[Work item] The result should be the lines from the one holding "Exercise. Spot the dusk" to the final line of the records, retyped exactly.

Excerpted data START

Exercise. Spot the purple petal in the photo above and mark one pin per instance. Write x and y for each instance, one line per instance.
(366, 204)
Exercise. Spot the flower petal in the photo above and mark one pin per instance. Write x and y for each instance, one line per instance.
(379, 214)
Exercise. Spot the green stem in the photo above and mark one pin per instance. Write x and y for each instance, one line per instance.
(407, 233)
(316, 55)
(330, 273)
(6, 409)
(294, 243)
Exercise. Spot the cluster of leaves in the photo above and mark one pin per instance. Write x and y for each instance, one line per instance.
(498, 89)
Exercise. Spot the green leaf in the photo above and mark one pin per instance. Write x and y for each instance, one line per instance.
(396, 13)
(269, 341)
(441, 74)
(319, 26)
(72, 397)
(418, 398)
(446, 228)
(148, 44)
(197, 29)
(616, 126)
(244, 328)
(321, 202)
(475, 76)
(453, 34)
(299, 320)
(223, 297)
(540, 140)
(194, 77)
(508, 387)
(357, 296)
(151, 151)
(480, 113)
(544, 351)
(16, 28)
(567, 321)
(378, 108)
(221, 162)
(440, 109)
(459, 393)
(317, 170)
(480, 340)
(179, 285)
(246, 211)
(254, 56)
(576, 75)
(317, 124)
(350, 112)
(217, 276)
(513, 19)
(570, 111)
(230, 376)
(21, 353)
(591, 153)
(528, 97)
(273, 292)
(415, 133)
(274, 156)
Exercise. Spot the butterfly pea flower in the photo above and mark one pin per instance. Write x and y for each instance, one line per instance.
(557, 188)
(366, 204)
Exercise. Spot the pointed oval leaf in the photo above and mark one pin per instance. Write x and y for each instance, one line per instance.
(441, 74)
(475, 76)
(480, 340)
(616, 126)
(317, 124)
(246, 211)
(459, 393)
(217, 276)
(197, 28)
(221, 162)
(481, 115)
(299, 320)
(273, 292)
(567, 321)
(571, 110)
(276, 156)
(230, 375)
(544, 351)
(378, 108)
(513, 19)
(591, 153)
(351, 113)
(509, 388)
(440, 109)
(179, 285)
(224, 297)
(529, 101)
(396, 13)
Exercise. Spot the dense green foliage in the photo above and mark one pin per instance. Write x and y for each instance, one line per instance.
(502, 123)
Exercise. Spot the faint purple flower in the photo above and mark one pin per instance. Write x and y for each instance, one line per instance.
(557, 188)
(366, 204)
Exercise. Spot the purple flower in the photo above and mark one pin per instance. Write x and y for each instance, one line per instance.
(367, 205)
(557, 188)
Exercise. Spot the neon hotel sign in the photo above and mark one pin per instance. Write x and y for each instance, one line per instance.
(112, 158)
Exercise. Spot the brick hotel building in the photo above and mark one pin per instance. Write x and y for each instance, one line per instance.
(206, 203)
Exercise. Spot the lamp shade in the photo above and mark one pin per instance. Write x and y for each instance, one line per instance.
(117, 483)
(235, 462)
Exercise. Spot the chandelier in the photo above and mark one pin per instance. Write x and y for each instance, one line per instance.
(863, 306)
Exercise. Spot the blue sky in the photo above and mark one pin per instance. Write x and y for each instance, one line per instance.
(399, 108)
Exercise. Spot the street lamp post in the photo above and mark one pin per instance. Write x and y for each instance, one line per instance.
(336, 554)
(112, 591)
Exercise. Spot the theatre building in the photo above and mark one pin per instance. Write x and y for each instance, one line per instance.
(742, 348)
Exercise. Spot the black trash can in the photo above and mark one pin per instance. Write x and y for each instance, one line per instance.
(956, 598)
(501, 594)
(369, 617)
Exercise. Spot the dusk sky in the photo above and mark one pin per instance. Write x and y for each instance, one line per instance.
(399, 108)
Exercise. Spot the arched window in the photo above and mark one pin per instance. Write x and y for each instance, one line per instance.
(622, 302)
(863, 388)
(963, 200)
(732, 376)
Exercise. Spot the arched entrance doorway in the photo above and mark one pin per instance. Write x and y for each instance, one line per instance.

Excerpted data END

[Task result]
Exercise. Spot the dusk sky in the photo above and mark one pin per instance. Write x and y for each instance, one line per instance.
(399, 108)
Exercise. Spot the arched window in the photo above and mark one pin per instance. Write x and y for each instance, one line per instance.
(622, 302)
(863, 388)
(963, 200)
(732, 376)
Exercise. Spot the arched entrance doorway in the photo above and mark one pin per instance. Write x and y for each instance, one line per instance.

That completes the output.